Task to complete — In how many lines of the records below does the word "gabled" appear? Reply with the number only.

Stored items

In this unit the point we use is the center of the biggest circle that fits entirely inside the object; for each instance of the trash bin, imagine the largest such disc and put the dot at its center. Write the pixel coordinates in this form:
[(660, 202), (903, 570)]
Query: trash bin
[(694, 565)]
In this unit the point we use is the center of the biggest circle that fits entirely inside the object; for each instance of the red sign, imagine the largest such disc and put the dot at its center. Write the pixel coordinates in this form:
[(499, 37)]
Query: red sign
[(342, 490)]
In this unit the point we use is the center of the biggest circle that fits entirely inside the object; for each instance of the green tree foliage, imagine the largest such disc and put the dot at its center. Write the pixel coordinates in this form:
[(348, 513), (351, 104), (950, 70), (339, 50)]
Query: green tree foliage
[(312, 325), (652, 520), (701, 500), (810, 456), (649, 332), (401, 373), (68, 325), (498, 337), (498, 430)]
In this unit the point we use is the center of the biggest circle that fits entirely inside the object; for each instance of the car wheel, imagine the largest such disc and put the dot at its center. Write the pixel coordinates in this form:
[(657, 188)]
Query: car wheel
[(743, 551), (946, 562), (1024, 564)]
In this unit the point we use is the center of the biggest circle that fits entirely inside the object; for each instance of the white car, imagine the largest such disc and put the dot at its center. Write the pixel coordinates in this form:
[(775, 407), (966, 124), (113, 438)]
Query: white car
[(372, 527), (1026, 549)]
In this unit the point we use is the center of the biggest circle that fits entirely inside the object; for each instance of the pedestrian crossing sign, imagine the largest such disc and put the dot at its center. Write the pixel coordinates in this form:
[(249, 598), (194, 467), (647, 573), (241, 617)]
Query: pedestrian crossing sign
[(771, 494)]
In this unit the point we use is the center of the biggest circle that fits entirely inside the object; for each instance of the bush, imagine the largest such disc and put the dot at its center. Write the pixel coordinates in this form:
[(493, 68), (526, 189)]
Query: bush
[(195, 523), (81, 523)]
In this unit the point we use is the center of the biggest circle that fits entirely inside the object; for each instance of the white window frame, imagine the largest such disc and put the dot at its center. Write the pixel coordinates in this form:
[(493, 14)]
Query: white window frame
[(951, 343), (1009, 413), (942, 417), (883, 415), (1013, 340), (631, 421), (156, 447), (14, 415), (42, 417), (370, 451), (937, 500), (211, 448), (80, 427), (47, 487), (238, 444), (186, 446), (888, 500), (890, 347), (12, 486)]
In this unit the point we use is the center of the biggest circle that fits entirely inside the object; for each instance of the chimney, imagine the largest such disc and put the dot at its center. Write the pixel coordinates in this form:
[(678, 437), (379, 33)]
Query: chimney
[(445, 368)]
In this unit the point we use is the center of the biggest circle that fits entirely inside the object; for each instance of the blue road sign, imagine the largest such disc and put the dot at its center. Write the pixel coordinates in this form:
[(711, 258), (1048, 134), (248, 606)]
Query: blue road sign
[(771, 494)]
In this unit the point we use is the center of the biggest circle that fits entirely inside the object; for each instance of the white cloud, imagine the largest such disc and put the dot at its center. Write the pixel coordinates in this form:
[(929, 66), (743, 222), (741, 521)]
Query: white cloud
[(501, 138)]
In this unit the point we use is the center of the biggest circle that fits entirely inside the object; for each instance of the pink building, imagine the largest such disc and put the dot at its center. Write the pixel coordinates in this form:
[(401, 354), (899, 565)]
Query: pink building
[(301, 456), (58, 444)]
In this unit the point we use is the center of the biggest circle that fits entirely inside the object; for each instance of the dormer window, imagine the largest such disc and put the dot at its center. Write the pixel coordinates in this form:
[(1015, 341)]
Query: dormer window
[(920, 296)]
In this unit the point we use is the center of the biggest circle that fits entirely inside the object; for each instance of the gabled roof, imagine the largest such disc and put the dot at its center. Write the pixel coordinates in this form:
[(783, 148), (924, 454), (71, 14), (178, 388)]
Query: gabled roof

Response to this task — 2